------ RECORDS SUPPLIED ------

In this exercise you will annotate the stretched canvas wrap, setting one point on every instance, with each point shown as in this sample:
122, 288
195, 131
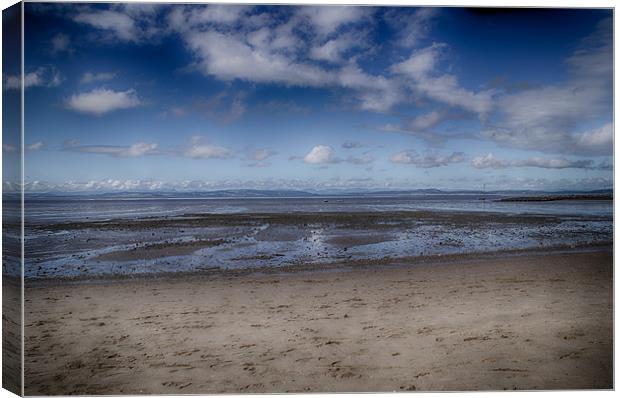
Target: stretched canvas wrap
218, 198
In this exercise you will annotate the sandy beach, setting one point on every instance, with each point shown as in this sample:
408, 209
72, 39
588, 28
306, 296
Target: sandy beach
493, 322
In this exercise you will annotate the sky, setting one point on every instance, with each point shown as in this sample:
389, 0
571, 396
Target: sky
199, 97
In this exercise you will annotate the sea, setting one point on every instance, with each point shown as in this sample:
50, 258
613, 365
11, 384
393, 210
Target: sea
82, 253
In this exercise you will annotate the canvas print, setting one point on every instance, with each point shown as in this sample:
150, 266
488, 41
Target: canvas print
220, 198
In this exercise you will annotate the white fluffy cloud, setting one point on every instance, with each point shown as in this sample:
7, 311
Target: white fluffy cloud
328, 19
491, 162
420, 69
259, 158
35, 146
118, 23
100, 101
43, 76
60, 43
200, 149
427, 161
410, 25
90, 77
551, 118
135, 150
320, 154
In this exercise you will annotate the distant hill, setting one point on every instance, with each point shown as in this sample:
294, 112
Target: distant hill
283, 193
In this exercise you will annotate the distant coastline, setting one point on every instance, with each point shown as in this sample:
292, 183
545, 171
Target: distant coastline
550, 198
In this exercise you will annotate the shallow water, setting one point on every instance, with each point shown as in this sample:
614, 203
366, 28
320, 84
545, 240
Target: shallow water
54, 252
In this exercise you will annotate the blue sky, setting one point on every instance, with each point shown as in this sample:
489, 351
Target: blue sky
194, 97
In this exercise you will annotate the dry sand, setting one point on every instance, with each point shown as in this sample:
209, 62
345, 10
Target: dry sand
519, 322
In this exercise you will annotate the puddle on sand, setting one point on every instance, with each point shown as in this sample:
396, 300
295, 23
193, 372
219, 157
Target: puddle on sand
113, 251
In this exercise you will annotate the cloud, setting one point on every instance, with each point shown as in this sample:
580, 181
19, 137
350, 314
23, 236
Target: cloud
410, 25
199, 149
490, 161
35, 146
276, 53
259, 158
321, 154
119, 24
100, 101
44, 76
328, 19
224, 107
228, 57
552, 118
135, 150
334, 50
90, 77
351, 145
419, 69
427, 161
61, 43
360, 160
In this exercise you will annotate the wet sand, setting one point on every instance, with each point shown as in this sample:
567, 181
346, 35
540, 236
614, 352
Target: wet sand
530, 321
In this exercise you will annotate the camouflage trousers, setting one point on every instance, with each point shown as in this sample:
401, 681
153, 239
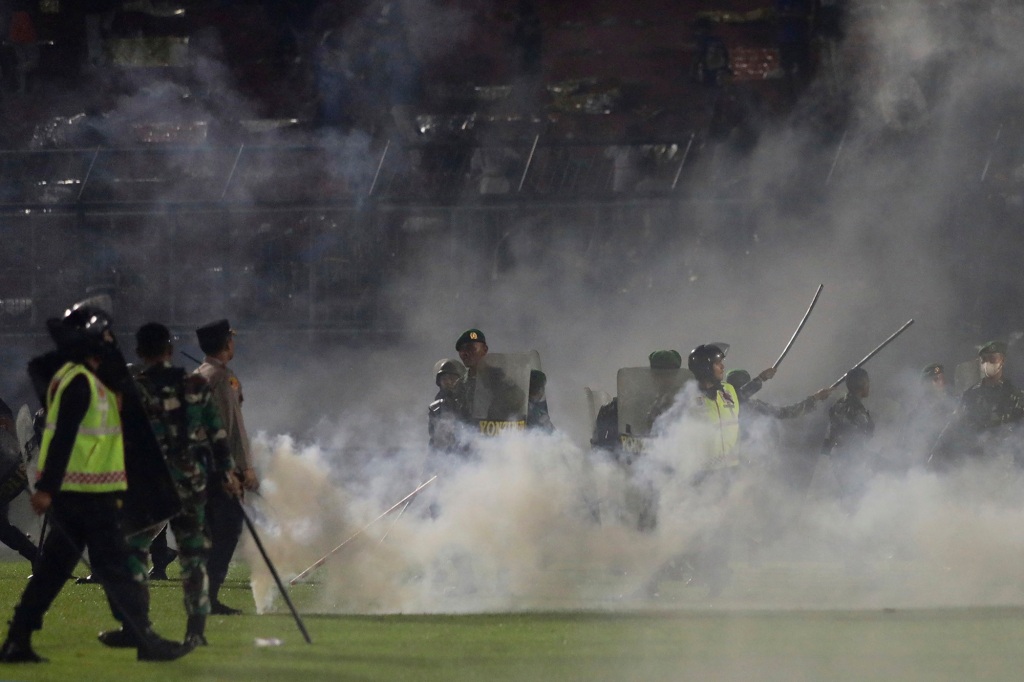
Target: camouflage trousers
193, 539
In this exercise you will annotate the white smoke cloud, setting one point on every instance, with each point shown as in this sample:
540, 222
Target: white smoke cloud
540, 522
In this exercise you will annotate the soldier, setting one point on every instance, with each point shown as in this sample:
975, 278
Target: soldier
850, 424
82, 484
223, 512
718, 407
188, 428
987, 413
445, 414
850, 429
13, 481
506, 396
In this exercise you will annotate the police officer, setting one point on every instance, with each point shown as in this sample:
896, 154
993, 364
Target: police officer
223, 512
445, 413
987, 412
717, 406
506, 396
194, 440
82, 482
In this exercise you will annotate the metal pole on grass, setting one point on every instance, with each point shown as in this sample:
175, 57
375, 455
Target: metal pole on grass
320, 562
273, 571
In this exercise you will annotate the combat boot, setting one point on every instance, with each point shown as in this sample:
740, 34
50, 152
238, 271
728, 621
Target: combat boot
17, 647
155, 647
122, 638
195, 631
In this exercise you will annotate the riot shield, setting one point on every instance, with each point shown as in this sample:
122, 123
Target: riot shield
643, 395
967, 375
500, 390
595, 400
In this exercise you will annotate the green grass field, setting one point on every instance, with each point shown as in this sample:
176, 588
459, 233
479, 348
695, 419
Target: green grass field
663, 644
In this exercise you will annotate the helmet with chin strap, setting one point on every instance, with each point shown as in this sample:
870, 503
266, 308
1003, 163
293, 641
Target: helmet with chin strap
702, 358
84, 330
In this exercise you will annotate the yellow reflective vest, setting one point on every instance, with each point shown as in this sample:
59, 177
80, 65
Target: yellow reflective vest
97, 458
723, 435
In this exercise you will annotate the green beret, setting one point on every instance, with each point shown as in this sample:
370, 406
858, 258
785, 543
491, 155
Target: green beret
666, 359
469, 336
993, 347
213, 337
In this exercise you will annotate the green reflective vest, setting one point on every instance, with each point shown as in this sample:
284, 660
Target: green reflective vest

------
------ RECORDS SUPPLIED ------

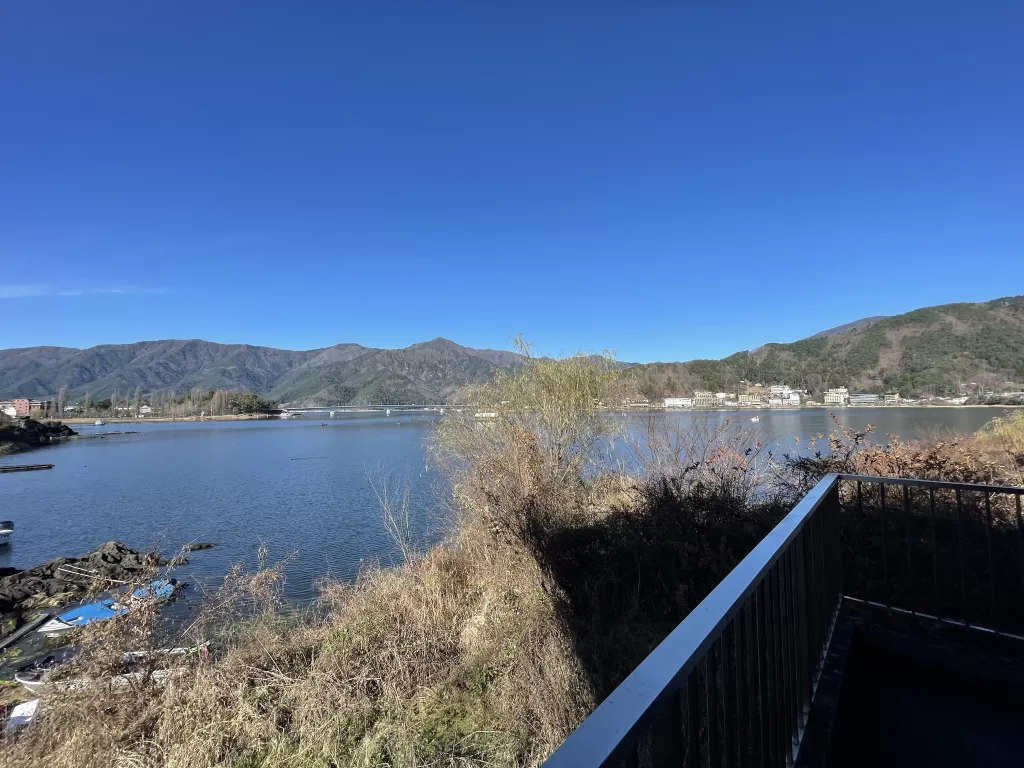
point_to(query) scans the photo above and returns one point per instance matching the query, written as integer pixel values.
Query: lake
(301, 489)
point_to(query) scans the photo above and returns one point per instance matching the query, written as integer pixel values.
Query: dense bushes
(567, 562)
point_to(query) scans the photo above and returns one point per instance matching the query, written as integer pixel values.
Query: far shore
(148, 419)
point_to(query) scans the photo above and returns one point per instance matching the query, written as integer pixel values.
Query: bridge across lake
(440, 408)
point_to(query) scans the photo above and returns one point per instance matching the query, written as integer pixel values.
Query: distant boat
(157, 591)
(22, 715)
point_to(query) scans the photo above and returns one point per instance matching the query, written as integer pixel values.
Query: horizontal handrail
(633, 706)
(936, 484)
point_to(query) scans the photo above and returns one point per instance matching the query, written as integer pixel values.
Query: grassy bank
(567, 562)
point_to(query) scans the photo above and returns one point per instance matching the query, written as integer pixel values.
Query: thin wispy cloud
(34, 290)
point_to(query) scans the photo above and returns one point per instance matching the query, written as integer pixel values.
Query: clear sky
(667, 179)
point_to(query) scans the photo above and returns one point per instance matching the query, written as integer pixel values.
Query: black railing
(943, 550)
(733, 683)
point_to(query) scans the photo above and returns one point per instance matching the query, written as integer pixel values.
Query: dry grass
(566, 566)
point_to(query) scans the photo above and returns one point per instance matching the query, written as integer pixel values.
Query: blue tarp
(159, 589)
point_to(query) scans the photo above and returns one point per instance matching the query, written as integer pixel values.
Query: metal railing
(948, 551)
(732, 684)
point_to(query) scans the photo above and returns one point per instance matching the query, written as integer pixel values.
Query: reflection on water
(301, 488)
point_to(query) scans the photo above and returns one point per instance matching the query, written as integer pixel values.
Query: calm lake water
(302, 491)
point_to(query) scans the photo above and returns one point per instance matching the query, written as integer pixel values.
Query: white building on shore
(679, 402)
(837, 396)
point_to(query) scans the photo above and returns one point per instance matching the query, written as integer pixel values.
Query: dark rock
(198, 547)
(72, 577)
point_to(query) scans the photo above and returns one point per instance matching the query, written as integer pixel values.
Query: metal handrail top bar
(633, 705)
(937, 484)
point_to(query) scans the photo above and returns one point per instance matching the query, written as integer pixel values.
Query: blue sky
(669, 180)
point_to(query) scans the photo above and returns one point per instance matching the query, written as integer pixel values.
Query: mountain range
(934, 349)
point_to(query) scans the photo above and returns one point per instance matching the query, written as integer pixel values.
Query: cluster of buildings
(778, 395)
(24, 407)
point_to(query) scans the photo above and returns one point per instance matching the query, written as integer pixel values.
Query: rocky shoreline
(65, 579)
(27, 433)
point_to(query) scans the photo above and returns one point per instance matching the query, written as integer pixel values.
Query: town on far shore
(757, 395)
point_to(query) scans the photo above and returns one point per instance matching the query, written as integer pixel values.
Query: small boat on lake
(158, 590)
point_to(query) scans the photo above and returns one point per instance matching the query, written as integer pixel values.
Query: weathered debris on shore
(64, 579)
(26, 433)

------

▶ _STATED PROBLEM_:
Please pull out every line of the items above that contains the word "sandy", treating uppercase and lowercase as different.

▶ _OUTPUT FOR THIS EXERCISE_:
In this exercise you will annotate the sandy beach, setting one point on every instance, with each point shown as in this sample:
Target: sandy beach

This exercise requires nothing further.